L’hôpital bernois du Lindenhof à l’épreuve de la grippe espagnole
La pandémie porte un coup dur à la Fondation «Rotkreuzanstalten für Krankenpflege» – nom de l’actuel Lindenhof. D’une part, elle la prive de ses forces vives, l’établissement devant fournir au total 173 infirmières à l’armée. D’autre part, nombre de ses employés contractent la maladie, deux élèves y succombant même. Une situation qui affecte l’exploitation de l’hôpital et de l’école, l’activité de la seconde étant même sporadiquement suspendue. Enfin, l’hôpital doit faire face à un afflux de patients grippaux. Ceux-ci sont accueillis dans le «vieux bâtiment», reconverti en quartier d’isolement. Le confinement strict des malades et l’hygiène rigoureuse du personnel permettent de protéger les autres patients.
Stations de convalescence pour membres de l’armée
S’ils sont désormais immunisés contre le virus, les survivants restent durablement affaiblis par l’infection. Les soldats guéris ne peuvent donc pas simplement rejoindre leur troupe, bien que de nouveaux malades aient urgemment besoin de leur lit. Aussi, pour désengorger les hôpitaux, la Croix-Rouge ouvre-t-elle dans l’Oberland bernois des homes pour convalescents. A Adelboden, Beatenberg, Merligen, Sigriswil, Spiez et Wilderswil, 31 hôtels emblématiques de l’essor touristique de la Belle Epoque sont, pour l’occasion, reconvertis en stations de soins. L’opération est financée en partie par un don d’un demi-million de francs de la Croix-Rouge américaine.
Bilan de l’épidémie
Le rapport «Cinquantenaire de l’Alliance suisse des samaritains, 1888-1938» rend compte avec éloquence de ce qui a été accompli:
«De simples mots sont insuffisants pour exprimer tout ce qui a été fait pour le soulagement de l’humanité souffrante. Il y eut des infirmières qui, pendant des semaines, ne sortirent pas de leurs habits, restant au chevet des malades jour et nuit, et remplirent leur devoir avec un dévouement absolu jusqu’au moment où elles s’effondraient ou étaient appelées auprès d’un autre grand malade. Des sacrifices de ce genre sont aussi de l’héroïsme.»

◆ **Données enregistrées**:
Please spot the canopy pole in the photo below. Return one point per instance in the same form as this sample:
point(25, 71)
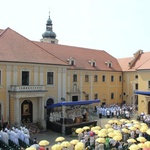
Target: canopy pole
point(63, 121)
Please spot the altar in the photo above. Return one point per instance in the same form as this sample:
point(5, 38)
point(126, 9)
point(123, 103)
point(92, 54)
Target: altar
point(72, 115)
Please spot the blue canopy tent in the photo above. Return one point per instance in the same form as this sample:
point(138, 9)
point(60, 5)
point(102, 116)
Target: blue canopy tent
point(73, 103)
point(142, 92)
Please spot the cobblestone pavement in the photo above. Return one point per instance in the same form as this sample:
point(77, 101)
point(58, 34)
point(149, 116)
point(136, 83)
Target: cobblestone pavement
point(51, 136)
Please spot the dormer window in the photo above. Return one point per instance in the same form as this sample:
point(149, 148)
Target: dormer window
point(108, 63)
point(93, 63)
point(71, 61)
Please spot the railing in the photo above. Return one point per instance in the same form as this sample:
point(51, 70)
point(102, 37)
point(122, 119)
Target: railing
point(18, 88)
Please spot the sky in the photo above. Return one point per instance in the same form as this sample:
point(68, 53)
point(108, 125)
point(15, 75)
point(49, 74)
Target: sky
point(120, 27)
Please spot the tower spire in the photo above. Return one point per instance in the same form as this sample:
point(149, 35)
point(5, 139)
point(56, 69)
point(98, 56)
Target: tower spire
point(49, 35)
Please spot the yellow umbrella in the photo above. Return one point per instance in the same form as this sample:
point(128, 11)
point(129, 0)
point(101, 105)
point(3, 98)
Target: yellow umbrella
point(74, 142)
point(65, 144)
point(143, 129)
point(136, 122)
point(56, 147)
point(131, 141)
point(96, 131)
point(79, 146)
point(100, 140)
point(93, 128)
point(147, 143)
point(111, 134)
point(148, 131)
point(59, 139)
point(132, 128)
point(123, 120)
point(103, 130)
point(30, 148)
point(141, 139)
point(97, 127)
point(143, 124)
point(127, 121)
point(117, 138)
point(142, 145)
point(79, 130)
point(86, 128)
point(111, 121)
point(116, 121)
point(107, 126)
point(134, 147)
point(102, 134)
point(44, 143)
point(125, 130)
point(110, 130)
point(137, 126)
point(117, 132)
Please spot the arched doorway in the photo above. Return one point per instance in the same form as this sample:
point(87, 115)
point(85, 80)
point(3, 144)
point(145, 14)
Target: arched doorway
point(149, 107)
point(50, 101)
point(26, 111)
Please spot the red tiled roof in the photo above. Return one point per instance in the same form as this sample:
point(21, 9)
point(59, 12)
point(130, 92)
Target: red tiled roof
point(142, 62)
point(16, 48)
point(82, 56)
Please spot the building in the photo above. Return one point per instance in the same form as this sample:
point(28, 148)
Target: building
point(36, 74)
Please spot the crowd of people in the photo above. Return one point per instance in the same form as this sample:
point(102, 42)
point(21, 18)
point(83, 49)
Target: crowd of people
point(127, 132)
point(14, 134)
point(144, 117)
point(115, 110)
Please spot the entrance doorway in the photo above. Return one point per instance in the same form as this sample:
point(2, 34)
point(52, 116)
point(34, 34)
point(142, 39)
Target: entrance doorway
point(149, 107)
point(74, 98)
point(26, 111)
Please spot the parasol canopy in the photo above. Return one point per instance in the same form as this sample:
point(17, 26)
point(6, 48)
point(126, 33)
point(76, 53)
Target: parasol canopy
point(142, 145)
point(79, 146)
point(74, 142)
point(44, 143)
point(117, 138)
point(79, 130)
point(101, 140)
point(141, 139)
point(65, 144)
point(30, 148)
point(134, 147)
point(86, 128)
point(131, 141)
point(59, 139)
point(56, 147)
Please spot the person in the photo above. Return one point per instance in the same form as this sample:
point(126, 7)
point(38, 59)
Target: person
point(35, 141)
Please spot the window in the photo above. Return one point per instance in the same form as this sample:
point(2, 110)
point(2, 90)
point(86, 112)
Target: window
point(95, 78)
point(50, 78)
point(0, 77)
point(86, 78)
point(110, 65)
point(87, 97)
point(94, 64)
point(75, 78)
point(112, 95)
point(120, 78)
point(72, 62)
point(53, 42)
point(25, 77)
point(136, 86)
point(112, 78)
point(136, 76)
point(103, 78)
point(96, 96)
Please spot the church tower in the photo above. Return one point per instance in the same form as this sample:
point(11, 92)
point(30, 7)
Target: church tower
point(49, 36)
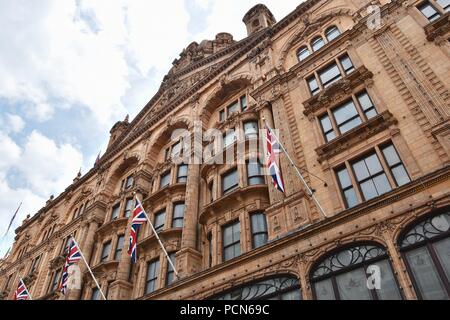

◆ **Liste des consignes**:
a) Recopiez le passage de l'extrait de page qui va de «Stations de convalescence» jusqu'à «la Croix-Rouge américaine.» inclus.
b) D'après l'extrait de page, combien d'infirmières l'établissement a-t-il dû fournir à l'armée au total ?
c) Les affirmations suivantes concordent-elles avec l'extrait de page ? Répondez par oui ou par non et citez les mots décisifs du texte.
(i) Les patients grippaux étaient accueillis dans le «vieux bâtiment».
(ii) Trois élèves de l'école ont succombé à la maladie.
(iii) L'opération des stations de soins a été financée en partie par la Croix-Rouge américaine.

◆ **Réponses par consigne**:
a)
Stations de convalescence pour membres de l’armée
S’ils sont désormais immunisés contre le virus, les survivants restent durablement affaiblis par l’infection. Les soldats guéris ne peuvent donc pas simplement rejoindre leur troupe, bien que de nouveaux malades aient urgemment besoin de leur lit. Aussi, pour désengorger les hôpitaux, la Croix-Rouge ouvre-t-elle dans l’Oberland bernois des homes pour convalescents. A Adelboden, Beatenberg, Merligen, Sigriswil, Spiez et Wilderswil, 31 hôtels emblématiques de l’essor touristique de la Belle Epoque sont, pour l’occasion, reconvertis en stations de soins. L’opération est financée en partie par un don d’un demi-million de francs de la Croix-Rouge américaine.

b) 173 infirmières.

c)
(i) Oui : «Ceux-ci sont accueillis dans le «vieux bâtiment», reconverti en quartier d’isolement.»
(ii) Non : «deux élèves y succombant même»
(iii) Oui : «L’opération est financée en partie par un don d’un demi-million de francs de la Croix-Rouge américaine.»